GIVEN TEXT:
%%
Ocean Plastic Pollution: Why International Policy Worked Before (And Can Work Again)

170 trillion pieces of plastic are floating in our oceans right now.

That's what scientists counted when they analyzed 12,000 sampling stations across every major ocean over 40 years.

170 trillion plastic particles. Weighing 2.3 million tons total.

This marine debris is everywhere. From coastal waters to the deepest ocean trenches.

For a long time, I’ve heard people talking about this and being concerned. I’m concerned. But, honestly, I haven’t done much in my life to understand it or do something about it.

So, let’s learn together and explore the problem of plastics in our ocean. Maybe if we understand it, we can do our small part to impact change.

Microplastics: The Hidden Threat to Marine Life

Most of it isn't the big stuff you see in beach cleanup photos. It's microplastics. What are microplastics, you say? They’re particles smaller than a sesame seed. Many times, you can’t even see them, which makes the issue hard to grasp for most people.

One of the main problems is that everything from plankton to whales mistake these bits and pieces for food.

88% of seabirds have plastic in their stomachs.
%%
GIVEN INFORMATION:
%%
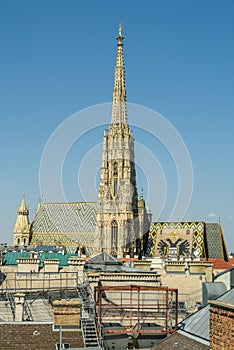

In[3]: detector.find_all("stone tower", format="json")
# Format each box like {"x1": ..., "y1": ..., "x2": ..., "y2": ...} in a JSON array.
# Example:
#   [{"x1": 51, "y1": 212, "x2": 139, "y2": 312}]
[
  {"x1": 14, "y1": 194, "x2": 30, "y2": 246},
  {"x1": 94, "y1": 25, "x2": 141, "y2": 256}
]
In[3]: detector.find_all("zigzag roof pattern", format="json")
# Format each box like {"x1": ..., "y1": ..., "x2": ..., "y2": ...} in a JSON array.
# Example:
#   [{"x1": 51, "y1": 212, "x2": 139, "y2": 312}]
[{"x1": 31, "y1": 202, "x2": 97, "y2": 234}]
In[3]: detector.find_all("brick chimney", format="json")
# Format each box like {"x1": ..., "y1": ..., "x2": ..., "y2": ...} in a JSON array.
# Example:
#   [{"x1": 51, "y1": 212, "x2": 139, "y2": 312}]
[{"x1": 14, "y1": 293, "x2": 25, "y2": 322}]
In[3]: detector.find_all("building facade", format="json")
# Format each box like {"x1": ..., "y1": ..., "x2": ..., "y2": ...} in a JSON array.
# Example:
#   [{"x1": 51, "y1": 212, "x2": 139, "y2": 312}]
[{"x1": 11, "y1": 25, "x2": 228, "y2": 260}]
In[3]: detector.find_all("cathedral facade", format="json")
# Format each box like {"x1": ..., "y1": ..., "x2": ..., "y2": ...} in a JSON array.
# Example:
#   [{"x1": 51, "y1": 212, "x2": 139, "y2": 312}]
[
  {"x1": 14, "y1": 25, "x2": 149, "y2": 256},
  {"x1": 14, "y1": 25, "x2": 227, "y2": 260}
]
%%
DIRECTIVE:
Copy out the ocean plastic pollution text above word for word, from its title to its last line.

EXERCISE OUTPUT:
Ocean Plastic Pollution: Why International Policy Worked Before (And Can Work Again)

170 trillion pieces of plastic are floating in our oceans right now.

That's what scientists counted when they analyzed 12,000 sampling stations across every major ocean over 40 years.

170 trillion plastic particles. Weighing 2.3 million tons total.

This marine debris is everywhere. From coastal waters to the deepest ocean trenches.

For a long time, I’ve heard people talking about this and being concerned. I’m concerned. But, honestly, I haven’t done much in my life to understand it or do something about it.

So, let’s learn together and explore the problem of plastics in our ocean. Maybe if we understand it, we can do our small part to impact change.

Microplastics: The Hidden Threat to Marine Life

Most of it isn't the big stuff you see in beach cleanup photos. It's microplastics. What are microplastics, you say? They’re particles smaller than a sesame seed. Many times, you can’t even see them, which makes the issue hard to grasp for most people.

One of the main problems is that everything from plankton to whales mistake these bits and pieces for food.

88% of seabirds have plastic in their stomachs.